======== Text excerpt ========

To get to Hardware Profiles: Start > Settings > Control Panel >
System > Hardware > Hardware Profiles

To adapt an existing installation of Win2000 to new hardware, will
this procedure work?:

1. Highlight the current hardware profile and rename it
"OldMotherboard".

2. Create a copy of OldMotherboard and name it "OldMotherboard Copy".
(This is done in order to get the hardware profile selection menu at
startup.) There are now two profiles; "OldMotherboard" and
"OldMotherboard Copy". These are profiles for the existing (old)
hardware.

3. Create a second copy of OldMotherboard and rename it
"NewMotherboard". This will be the working profile for the new
hardware configuration.

4. Click Properties; For all profiles, select "Always include this
profile as an option when Windows starts".

5. Reboot. At the screen presenting Hardware Profiles at startup,
select the profile "NewMotherboard". Windows boots with the
NewMotherboard profile (which is currently no different than the
OldMotherboard profile).

6. Now running in the NewMotherboard profile, we need to [disable?
uninstall? or?] from the NewMotherboard profile, all oldmotherboard
devices that will not exist in the new hardware configuration.
Devices that carry forward from the old build to the new build would
be left unchanged.

Q: Now, how should this old hardware removal from the NewMotherboard
profile be done?

a) Device Manager > Doubleclick device for Properties > Select "Do
not use this device in the current hardware profile (disable)"?

b) Device Manager > Right-click device > Uninstall?

c) Boot into Safe Mode first before disabling or uninstalling
devices?

d) Other?

Continue procedure:

7. Do not reboot between device removals. Do all removals in one
operation before rebooting.

========

■ Written tasks
1. Answer these from the Win2000 hardware profile text:
(a) What name is given to the second copy of OldMotherboard?
(b) What is the stated purpose of creating "OldMotherboard Copy"?
(c) What does step 7 say about rebooting?
2. Retype the Win2000 hardware profile text from "a) Device Manager" up to and including "operation before rebooting.".
3. Extend the Win2000 hardware profile text, starting right after its final sentence.

======== Dataset records ========

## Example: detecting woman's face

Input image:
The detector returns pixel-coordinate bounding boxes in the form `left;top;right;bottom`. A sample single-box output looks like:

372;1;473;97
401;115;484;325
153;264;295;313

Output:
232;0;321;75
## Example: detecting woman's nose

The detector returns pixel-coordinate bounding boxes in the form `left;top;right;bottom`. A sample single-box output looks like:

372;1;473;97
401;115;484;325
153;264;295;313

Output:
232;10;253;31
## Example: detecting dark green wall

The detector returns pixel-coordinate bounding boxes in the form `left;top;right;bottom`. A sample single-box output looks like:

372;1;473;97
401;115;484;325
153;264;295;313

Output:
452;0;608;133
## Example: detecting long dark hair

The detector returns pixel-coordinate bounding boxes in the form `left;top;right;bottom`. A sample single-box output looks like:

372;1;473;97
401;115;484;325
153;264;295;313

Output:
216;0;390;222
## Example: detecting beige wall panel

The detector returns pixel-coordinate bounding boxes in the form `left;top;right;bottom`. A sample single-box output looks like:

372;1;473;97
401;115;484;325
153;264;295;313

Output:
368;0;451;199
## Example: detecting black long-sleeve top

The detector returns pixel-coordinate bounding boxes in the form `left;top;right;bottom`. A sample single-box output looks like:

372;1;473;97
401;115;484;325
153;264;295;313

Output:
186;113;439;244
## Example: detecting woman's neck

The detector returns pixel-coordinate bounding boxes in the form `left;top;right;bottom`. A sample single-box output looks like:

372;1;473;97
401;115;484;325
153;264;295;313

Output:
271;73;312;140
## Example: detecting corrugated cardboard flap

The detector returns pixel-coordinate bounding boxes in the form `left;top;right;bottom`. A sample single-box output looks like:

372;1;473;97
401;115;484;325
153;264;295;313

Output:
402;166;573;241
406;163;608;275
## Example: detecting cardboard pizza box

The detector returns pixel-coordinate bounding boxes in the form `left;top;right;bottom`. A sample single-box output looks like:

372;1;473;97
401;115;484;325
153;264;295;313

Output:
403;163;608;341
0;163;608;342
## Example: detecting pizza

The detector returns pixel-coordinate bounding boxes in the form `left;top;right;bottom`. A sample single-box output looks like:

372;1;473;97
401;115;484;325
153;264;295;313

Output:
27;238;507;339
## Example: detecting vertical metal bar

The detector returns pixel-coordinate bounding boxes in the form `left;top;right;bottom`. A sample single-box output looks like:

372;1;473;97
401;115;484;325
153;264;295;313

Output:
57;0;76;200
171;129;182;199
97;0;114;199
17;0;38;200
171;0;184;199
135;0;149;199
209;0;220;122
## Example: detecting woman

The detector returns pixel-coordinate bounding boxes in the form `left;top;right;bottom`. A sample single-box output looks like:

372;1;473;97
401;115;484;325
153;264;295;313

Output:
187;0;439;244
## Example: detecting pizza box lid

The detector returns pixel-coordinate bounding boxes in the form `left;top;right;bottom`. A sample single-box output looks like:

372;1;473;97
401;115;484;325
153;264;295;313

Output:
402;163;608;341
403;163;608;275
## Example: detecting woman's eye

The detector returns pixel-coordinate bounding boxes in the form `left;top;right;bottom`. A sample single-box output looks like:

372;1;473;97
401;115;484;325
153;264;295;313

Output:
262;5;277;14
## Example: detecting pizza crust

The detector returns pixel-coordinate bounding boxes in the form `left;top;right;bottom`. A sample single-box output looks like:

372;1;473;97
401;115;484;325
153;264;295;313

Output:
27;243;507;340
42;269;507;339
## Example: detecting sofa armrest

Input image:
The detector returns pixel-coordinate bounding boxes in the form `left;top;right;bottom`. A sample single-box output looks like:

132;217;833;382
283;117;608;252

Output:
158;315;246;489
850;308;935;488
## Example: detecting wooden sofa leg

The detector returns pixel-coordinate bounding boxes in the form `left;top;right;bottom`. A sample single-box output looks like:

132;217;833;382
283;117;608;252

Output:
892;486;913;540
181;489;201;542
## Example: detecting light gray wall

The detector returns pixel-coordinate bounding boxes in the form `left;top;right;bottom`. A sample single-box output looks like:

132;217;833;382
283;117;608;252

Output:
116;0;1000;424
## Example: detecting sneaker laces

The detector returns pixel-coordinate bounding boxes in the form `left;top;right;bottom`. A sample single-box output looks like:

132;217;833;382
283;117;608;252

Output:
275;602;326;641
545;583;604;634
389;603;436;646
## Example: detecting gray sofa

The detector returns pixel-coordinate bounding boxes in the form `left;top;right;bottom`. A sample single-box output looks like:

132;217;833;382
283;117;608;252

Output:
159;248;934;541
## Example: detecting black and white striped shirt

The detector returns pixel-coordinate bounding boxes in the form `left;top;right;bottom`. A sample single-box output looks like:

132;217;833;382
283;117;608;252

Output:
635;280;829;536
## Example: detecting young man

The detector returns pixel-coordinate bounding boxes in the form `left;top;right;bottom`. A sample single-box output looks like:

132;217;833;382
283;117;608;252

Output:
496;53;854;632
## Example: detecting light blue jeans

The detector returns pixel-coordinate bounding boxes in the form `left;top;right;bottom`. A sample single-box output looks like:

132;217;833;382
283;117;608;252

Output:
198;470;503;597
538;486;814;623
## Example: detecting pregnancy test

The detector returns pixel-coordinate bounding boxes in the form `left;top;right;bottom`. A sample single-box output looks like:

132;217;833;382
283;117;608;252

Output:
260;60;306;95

========

■ Results of the tasks
1.
(a) NewMotherboard.
(b) To get the hardware profile selection menu at startup.
(c) Do not reboot between device removals; do all removals in one operation before rebooting.

2.
a) Device Manager > Doubleclick device for Properties > Select "Do
not use this device in the current hardware profile (disable)"?

b) Device Manager > Right-click device > Uninstall?

c) Boot into Safe Mode first before disabling or uninstalling
devices?

d) Other?

Continue procedure:

7. Do not reboot between device removals. Do all removals in one
operation before rebooting.

3.
8. After all old hardware devices are removed in the NewHardware
profile, shutdown the PC.

9. Physically remove the old motherboard and other old hardware.

10. Install the new motherboard and other new hardware. The physical
hardware upgrade is now complete.

11. Turn on the PC. When starting to first boot into Windows, at the
Hardware Profiles selection screen, select the profile
"NewMotherboard" (the profile without any old hardware).

Q: Now, the question is what happens here?

Ideally, because all old hardware devices are removed from the
profile, there are no old-new hardware device/driver conflicts.
Ideally, Windows plug and play detects the new hardware and starts the
Found New Hardware wizard. Ideally, the user loads drivers for the
new hardware, configures new device properties and settings, and
everthing works great like a fresh Windows install.

Continue procedure:

12. Create a copy of the profile "NewMotherboard" and rename it
"NewMotherboard Copy". This gives the user a backup profile if ever
needed.

13. If there is no chance that the old hardware will ever be used
again, then the hardware profiles "OldMotherboard" and "OldMotherboard
Copy" can be deleted.

Ideally, this procedure could be used not just for hardware changes on
one PC, but also any situation where a boot hard drive is moved from
one PC to another, when each PC has different hardware.


Well, that was a nice visit to dreamland. It couldn't be that easy,
or could it?. What's missing? Or will it really work?


How to easily and safely move an existing Windows installation to new
hardware is a common problem. I see that question asked regularly in
a lot of forums. I think a procedure involving Hardware Profiles
would be the best solution. Using a Hardware Profile is
non-destructive, simple, quick, and safe compared to other options
(compare to: In-place upgrade; deleting the enum key; deleting all
devices in device manager; SysPrep; and the dreaded complete reinstall
of Windows and applications).

All feedback on this is appreciated. Thanks.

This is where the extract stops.